Task instructions:
Please reproduce every record exactly as written, leaving out the pictures.

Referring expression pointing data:
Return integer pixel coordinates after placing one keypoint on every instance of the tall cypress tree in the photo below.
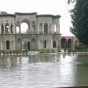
(79, 17)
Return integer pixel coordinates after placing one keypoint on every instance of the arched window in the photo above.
(2, 28)
(7, 45)
(33, 25)
(69, 43)
(54, 44)
(11, 28)
(7, 28)
(44, 43)
(63, 43)
(45, 28)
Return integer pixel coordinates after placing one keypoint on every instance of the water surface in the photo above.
(43, 71)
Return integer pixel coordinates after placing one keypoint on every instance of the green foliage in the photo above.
(81, 48)
(47, 51)
(79, 17)
(3, 13)
(71, 50)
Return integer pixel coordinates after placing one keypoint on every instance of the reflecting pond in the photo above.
(43, 71)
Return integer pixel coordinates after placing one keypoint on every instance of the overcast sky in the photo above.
(54, 7)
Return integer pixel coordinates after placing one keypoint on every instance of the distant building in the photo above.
(43, 31)
(68, 41)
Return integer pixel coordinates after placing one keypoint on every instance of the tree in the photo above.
(79, 17)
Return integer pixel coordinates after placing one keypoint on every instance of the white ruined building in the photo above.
(43, 32)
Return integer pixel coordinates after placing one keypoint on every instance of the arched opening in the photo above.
(54, 44)
(44, 43)
(63, 43)
(24, 27)
(7, 28)
(2, 29)
(7, 45)
(45, 28)
(69, 43)
(11, 28)
(33, 26)
(55, 28)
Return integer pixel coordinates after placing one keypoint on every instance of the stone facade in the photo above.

Solution for this task:
Return integer pixel coordinates after placing one keypoint on every instance of the tall cypress tree in the photo below.
(79, 17)
Return integer pixel coordinates after placing one keypoint on every instance of the arched window in the photo above.
(2, 28)
(7, 45)
(33, 25)
(69, 43)
(54, 44)
(11, 28)
(7, 28)
(44, 43)
(63, 43)
(45, 28)
Return integer pixel coordinates after placing one keypoint on every instance of the water surface in the photo above.
(43, 71)
Return integer pixel coordinates after placing one keypoint on every instance of the green foliage in the photo above.
(81, 48)
(47, 51)
(79, 17)
(3, 13)
(71, 50)
Return integer pixel coordinates after placing one keypoint on every instance of the reflecting pond in the photo above.
(43, 71)
Return integer pixel coordinates after placing one keypoint on every instance of the overcast sky in the photo above.
(54, 7)
Return integer pixel coordinates after placing one keypoint on every instance of the distant building in the photo above.
(43, 31)
(68, 41)
Return integer pixel coordinates after placing one keypoint on every instance of the tree in the photo above.
(79, 17)
Return integer pixel coordinates after placing one keypoint on every instance of the white ruined building in the photo above.
(43, 32)
Return integer pixel coordinates after placing one keypoint on every instance of the arched opening in the photo above.
(54, 44)
(44, 43)
(63, 43)
(24, 27)
(7, 28)
(2, 29)
(7, 45)
(45, 28)
(69, 43)
(11, 28)
(33, 26)
(55, 28)
Return integer pixel coordinates after placing one keypoint on every instance of the stone facade in the photo above.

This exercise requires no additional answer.